TAREFAS PROPOSTAS:
1: Cite literalmente o trecho da entrevista que começa nas palavras "Dos grandes nomes" e termina após "oportunidade de vive-la?".
2: Segundo a entrevista, com qual gravadora de Nova Iorque o Agnostic Front assinou?

TEXTO FORNECIDO:
----

Dos grandes nomes do hardcore, talvez o Agnostic Front tenha sido um dos poucos a não trabalhar em uma grande gravadora, talvez agora com a Nuclear Blast podemos dizer que sim.  Mas nunca como fez o Biohazard ou Sick of it All por exemplo que trabalharam com Warner, Atlantic ou Elektra.  Esta experiência o AF nunca quis viver ou não teve a oportunidade de vive-la?

RM - Isto não é pra gente meu amigo.  Nós não merecemos estas gravadoras.  Nossa música não é para eles e a recíproca é verdadeira.  Agnostic Front foi uma das primeiras bandas hardcore a assinar com uma gravadora na América.  Digo, em Nova Iorque com a Combat e na época foi um grande negócio mas era uma gravadora independente, e nós acreditamos na cena independente.  Não acreditamos nas gravadoras comerciais, não seria uma boa casa para nós.  Sabemos exatamente qual será o final da história e o resultado, aconteceram com outras bandas antes então porque temos que passar por isso se já sabemos os resultados?  Rancid é uma das bandas que gosto e que passou por este processo.  

E a Dirty Devil, o que era, uma marca de roupa?

----

Entradas salvas:
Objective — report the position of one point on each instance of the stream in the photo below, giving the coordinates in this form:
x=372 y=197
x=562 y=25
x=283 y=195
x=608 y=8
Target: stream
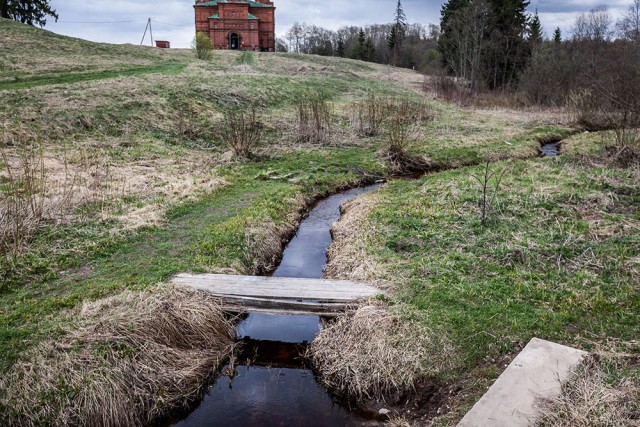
x=272 y=384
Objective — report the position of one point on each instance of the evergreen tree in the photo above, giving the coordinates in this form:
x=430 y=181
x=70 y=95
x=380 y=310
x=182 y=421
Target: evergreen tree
x=360 y=51
x=340 y=48
x=370 y=50
x=535 y=29
x=32 y=12
x=398 y=32
x=507 y=51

----

RESPOSTAS POR TAREFA:
1:
Dos grandes nomes do hardcore, talvez o Agnostic Front tenha sido um dos poucos a não trabalhar em uma grande gravadora, talvez agora com a Nuclear Blast podemos dizer que sim.  Mas nunca como fez o Biohazard ou Sick of it All por exemplo que trabalharam com Warner, Atlantic ou Elektra.  Esta experiência o AF nunca quis viver ou não teve a oportunidade de vive-la?

2: Com a Combat.